| Work instructions |
Can you rewrite every one of the records below, changing each "Target" to "Label", keeping everything else the same, and leaving the pictures out?

| Data listing |
◇ ◇ ◇ ◇ ◇

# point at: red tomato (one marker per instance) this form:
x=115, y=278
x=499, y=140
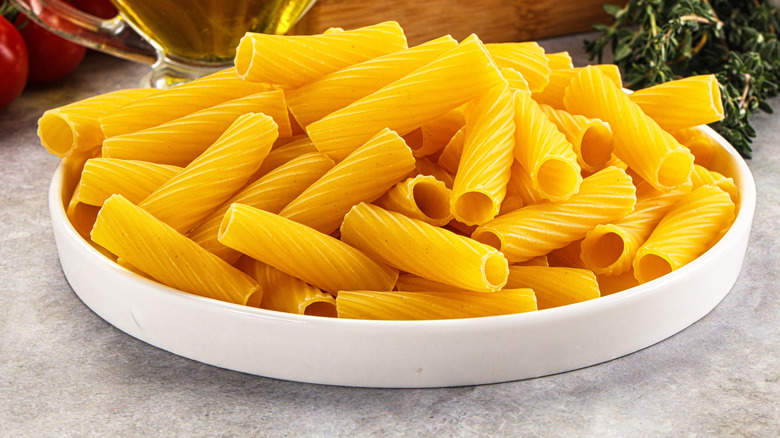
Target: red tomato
x=98, y=8
x=51, y=57
x=14, y=63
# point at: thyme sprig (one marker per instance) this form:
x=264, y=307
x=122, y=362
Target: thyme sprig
x=654, y=41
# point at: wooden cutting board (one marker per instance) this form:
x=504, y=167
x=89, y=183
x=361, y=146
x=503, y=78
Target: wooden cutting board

◇ ◇ ◇ ◇ ◇

| Expected answer |
# point at: red tomato (one marker per instance) this form:
x=115, y=278
x=499, y=140
Label: red tomato
x=98, y=8
x=51, y=57
x=14, y=63
# point at: thyme sprig (one marker per instance) this form:
x=264, y=307
x=122, y=362
Label: thyme sprig
x=654, y=41
# point at: wooden cutting board (one marker per instance) this form:
x=504, y=167
x=89, y=183
x=361, y=146
x=503, y=78
Label: wooden cutting board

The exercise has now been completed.